*Goal*:
Duplicate the lines of the records from the line with "cow's back -> box" up to and including the line with "top-left (44, 39), bottom-right (57, 53)", changing nothing.

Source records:
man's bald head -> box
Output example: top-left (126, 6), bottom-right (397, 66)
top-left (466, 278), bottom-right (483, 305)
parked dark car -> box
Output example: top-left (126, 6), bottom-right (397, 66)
...
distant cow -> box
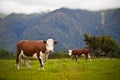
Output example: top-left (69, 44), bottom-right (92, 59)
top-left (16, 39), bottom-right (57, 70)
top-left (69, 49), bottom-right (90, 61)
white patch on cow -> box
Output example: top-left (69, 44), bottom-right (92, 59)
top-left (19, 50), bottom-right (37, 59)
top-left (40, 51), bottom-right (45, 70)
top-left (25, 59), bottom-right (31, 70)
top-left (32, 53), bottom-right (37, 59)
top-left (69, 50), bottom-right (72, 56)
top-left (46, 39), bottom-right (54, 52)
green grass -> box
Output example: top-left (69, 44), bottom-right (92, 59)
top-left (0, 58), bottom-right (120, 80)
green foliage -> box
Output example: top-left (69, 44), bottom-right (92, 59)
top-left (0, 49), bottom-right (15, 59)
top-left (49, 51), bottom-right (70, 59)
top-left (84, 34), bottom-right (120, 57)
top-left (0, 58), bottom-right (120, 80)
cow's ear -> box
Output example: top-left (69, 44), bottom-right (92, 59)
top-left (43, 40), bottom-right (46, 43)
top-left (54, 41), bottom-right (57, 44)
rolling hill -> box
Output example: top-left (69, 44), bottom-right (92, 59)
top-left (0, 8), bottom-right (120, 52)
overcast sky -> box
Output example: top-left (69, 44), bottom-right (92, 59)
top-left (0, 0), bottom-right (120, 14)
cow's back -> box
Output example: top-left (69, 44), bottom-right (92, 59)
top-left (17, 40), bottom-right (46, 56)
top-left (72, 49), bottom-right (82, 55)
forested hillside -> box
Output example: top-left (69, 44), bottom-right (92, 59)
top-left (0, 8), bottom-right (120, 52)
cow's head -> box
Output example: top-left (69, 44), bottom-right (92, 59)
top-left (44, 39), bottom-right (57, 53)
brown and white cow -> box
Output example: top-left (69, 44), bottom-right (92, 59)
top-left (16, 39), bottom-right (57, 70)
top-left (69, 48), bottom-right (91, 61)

*Response below*:
cow's back -> box
Output example: top-left (69, 44), bottom-right (92, 59)
top-left (17, 40), bottom-right (46, 56)
top-left (72, 49), bottom-right (82, 55)
forested hillside -> box
Output example: top-left (69, 44), bottom-right (92, 59)
top-left (0, 8), bottom-right (120, 52)
cow's head -> box
Output example: top-left (69, 44), bottom-right (92, 59)
top-left (44, 39), bottom-right (57, 53)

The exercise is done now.